For many households and businesses, the investment into a solar PV system has revolved around beating the crippling impact of load shedding on productivity, generating an income and for many, the inherent safety and security aspects that come with having no power.

By Teresa Kok, marketing director of the One Energy Group

Other important factors are also coming into sharp focus – collapsing infrastructure, untenable service delivery failures, and the rocketing costs of electricity which will only get worse as more properties defect from the grid.

With the cost of electricity rocketing up beyond R3,50/kWh and increasing exponentially year-on-year, getting the best return and payback on your solar investment should also be a key motivator and objective.

It all starts by getting a thorough electricity usage and needs analysis done to determine the best system design to ensure that not only do you have enough back-up when you need it for power outages, but that your system can equally generate and supply enough power to reduce your grid electricity usage and cost, as much as possible.

One Energy provides the following guidance on how to scale your solar PV system to get the very best returns:

Match demand with supply

Proper monitoring and analysis of your electricity usage will reveal when your peak electricity demand happens and how much you use, on various circuits. From here, you can design a system a system that generates as much as possible of what you would normally use from the grid.

Monitoring shows you which appliances or devices are pulling the biggest loads, allowing you to reconsider not only their time and duration of usage, but whether there are more energy efficient options to consider. For example, schedule energy-hungry appliances like pool pumps and geysers to only run when your solar generation is at its peak – typically between 10am and 4pm. Consider putting timers on your geysers to manage the time slots of when it will draw power for water heating – or better still, convert to a solar geyser.
::::
_TASK BRIEF_
Reproduce the article on sizing a solar PV system word for word, from start to finish.
::::
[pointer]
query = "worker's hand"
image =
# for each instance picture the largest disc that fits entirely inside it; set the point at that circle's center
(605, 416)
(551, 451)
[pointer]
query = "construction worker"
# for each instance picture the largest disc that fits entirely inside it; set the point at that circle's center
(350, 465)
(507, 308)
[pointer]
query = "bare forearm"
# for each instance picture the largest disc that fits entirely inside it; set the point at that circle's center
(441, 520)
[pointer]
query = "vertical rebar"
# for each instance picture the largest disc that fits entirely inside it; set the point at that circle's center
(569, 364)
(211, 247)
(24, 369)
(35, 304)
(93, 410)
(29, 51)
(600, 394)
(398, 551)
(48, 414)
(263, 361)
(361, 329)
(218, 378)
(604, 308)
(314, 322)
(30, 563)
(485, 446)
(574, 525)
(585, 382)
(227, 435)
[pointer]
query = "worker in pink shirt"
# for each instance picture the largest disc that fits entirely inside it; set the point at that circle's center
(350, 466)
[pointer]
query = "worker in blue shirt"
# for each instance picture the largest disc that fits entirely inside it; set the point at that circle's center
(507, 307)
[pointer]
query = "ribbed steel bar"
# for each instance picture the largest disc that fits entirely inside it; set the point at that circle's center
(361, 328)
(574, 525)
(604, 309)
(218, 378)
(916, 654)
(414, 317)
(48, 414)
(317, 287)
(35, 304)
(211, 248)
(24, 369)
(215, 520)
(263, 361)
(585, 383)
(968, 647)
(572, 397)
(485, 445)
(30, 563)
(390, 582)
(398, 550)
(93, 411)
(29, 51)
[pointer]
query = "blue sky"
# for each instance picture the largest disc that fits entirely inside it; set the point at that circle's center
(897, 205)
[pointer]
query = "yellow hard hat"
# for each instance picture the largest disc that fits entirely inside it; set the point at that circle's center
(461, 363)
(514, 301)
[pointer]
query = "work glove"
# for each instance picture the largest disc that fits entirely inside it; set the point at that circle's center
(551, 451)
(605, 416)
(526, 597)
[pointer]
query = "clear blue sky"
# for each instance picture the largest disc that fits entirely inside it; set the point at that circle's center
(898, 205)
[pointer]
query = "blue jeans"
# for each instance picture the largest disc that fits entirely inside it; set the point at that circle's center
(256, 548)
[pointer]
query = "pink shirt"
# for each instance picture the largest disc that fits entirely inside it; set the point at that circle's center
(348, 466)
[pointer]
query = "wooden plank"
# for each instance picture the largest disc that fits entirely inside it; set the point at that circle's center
::::
_EXPECTED OUTPUT_
For many households and businesses, the investment into a solar PV system has revolved around beating the crippling impact of load shedding on productivity, generating an income and for many, the inherent safety and security aspects that come with having no power.

By Teresa Kok, marketing director of the One Energy Group

Other important factors are also coming into sharp focus – collapsing infrastructure, untenable service delivery failures, and the rocketing costs of electricity which will only get worse as more properties defect from the grid.

With the cost of electricity rocketing up beyond R3,50/kWh and increasing exponentially year-on-year, getting the best return and payback on your solar investment should also be a key motivator and objective.

It all starts by getting a thorough electricity usage and needs analysis done to determine the best system design to ensure that not only do you have enough back-up when you need it for power outages, but that your system can equally generate and supply enough power to reduce your grid electricity usage and cost, as much as possible.

One Energy provides the following guidance on how to scale your solar PV system to get the very best returns:

Match demand with supply

Proper monitoring and analysis of your electricity usage will reveal when your peak electricity demand happens and how much you use, on various circuits. From here, you can design a system a system that generates as much as possible of what you would normally use from the grid.

Monitoring shows you which appliances or devices are pulling the biggest loads, allowing you to reconsider not only their time and duration of usage, but whether there are more energy efficient options to consider. For example, schedule energy-hungry appliances like pool pumps and geysers to only run when your solar generation is at its peak – typically between 10am and 4pm. Consider putting timers on your geysers to manage the time slots of when it will draw power for water heating – or better still, convert to a solar geyser.